-- Passage provided --
# Home sweet home



## willpops (Apr 18, 2006)

As I came on US forums in order to gather informations about the lifestyle there (in France, we have a television vision of the US, something very _cliché_), I launch this thread, with a little rule to apply while posting in it :

Post here pictures *as natural as possible* (this does not mean bad pictures) from locations near to where you live, with every time the name/country/state where the pictures were taken. Not only US pictures are allowed, naturally.

Here I begin with Strasbourg (France), where I live :
(they've got nothing special, as you see...)


----------



## willpops (Apr 23, 2006)

I think this thread has just crashed


----------



## daydan (Apr 24, 2006)

does normal mean bad? it is in a way what you give in your photographs here, with a lack of originality. thoses pics are arent normal, they are like banal; sorry but you could have made an effort. I hope you'll give something better next time.
Common things have to be shown in a subtil way, to make us feel their common side. You need to play on the visual effect, remember it is visual art you are exploring.


----------



## willpops (Apr 25, 2006)

My aim is here was in fact to show something "without the photographic magic" (that's what I name "natural"). Something very demonstrative, if you want.
But I guess that was a bad idea after all


----------



## WNK (Apr 25, 2006)

On the contrary, I think its a very good idea, willpops
I dont have any pics suitable right now, but when I go out today, I'll have to see if I can discover some neat "everyday" shots from around where I live.  I look forward to seeing everyone else's! :mrgreen:


----------



## daydan (Apr 27, 2006)

ok it may be "conceptual"? but dont you think the hard thing is to give magic to a photograph? for me it is the goal, maybe we can find others


----------



## willpops (Apr 28, 2006)

"As I came on US forums in order to gather informations about the lifestyle there (in France, we have a television vision of the US, something very _cliché_), I launch this thread [...]"

Nothing "conceptual" there, but only "tourists instincts". If you post some artistic pictures here, how could I see the every day life in your local area? I'm agreed with you, that the magic you give to the picture is the most difficult thing to do, but here, I precised in the topic : "just show reality", because I just want to see pictures that show reality...

-- Short problem 1 --
Can you print the part of the "Home sweet home" forum thread starting with "# Home sweet" and going on through "are allowed, naturally."?
-- Short problem 2 --
Which usernames post in the "Home sweet home" forum thread? Name each one once.
-- Short problem 3 --
Can you continue the "Home sweet home" forum thread about everyday pictures from where people live, picking up after the final post?

-- Supplied material --

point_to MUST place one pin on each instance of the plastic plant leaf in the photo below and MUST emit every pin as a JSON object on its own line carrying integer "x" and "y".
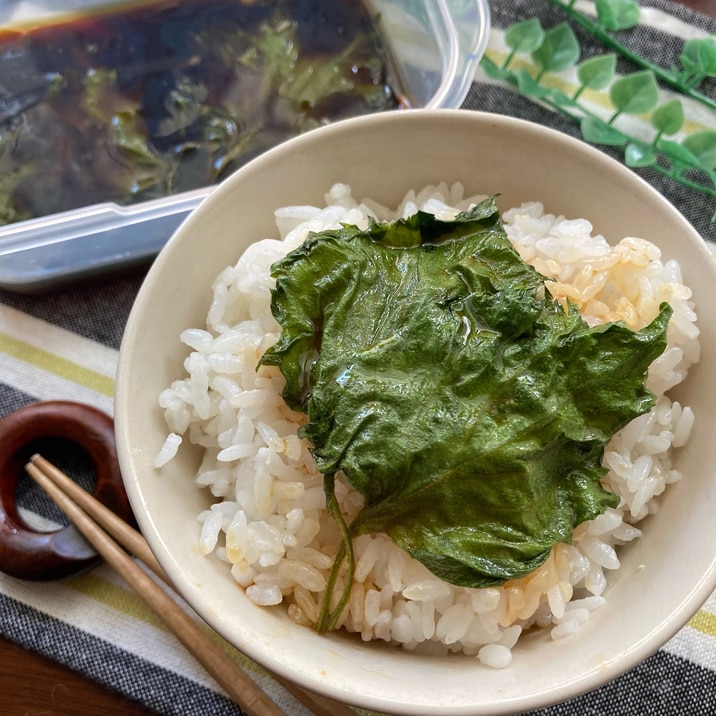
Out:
{"x": 638, "y": 156}
{"x": 598, "y": 131}
{"x": 529, "y": 87}
{"x": 699, "y": 57}
{"x": 635, "y": 94}
{"x": 597, "y": 72}
{"x": 703, "y": 146}
{"x": 676, "y": 154}
{"x": 618, "y": 14}
{"x": 525, "y": 36}
{"x": 559, "y": 50}
{"x": 668, "y": 118}
{"x": 493, "y": 71}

-- Answer 1 --
# Home sweet home



## willpops (Apr 18, 2006)

As I came on US forums in order to gather informations about the lifestyle there (in France, we have a television vision of the US, something very _cliché_), I launch this thread, with a little rule to apply while posting in it :

Post here pictures *as natural as possible* (this does not mean bad pictures) from locations near to where you live, with every time the name/country/state where the pictures were taken. Not only US pictures are allowed, naturally.

-- Answer 2 --
willpops, daydan, WNK

-- Answer 3 --
----------



## daydan (Apr 29, 2006)

the difference between what i think and what you think about photography, is that the "magic" of photography don't take out the part of reality, but on the contrary emphasises it. it isnt because a photograph is artistic that you cannot see reality in it. anyway, i know france, and for the me this is not the common reality of france. even in documentary images respect some photography rules (no blur, no burnt colors, balance in the compostion...)


----------



## willpops (Apr 29, 2006)

Magic of photography tends to "put a spell" on the reader of the concerned picture, and somehow modifies reality. (That's my point). You say that it emphasises it ; I'm agreed with that, but to emphasise it, is a sort of modification. In anyway, taking a picture will never give the same picture as the one we saw with our eyes (for the eyes read a scene with a very fast "scanning", whereas a camera reads a certain angle in one time).
To confirm what you say about you and me thinking differently, I think you're right : when I take a picture, I want it to be the more "uncommon" that it can be. That's why I do not really love birds photographs, or journalism photographs for example.
About blur, burnt colors, I totally agree with you  Those pictures are in fact "what remains", but I can't really say why, there's something in them that I love. Maybe an affectionnal feeling of "home sweet home" (from there comes the title of the thread).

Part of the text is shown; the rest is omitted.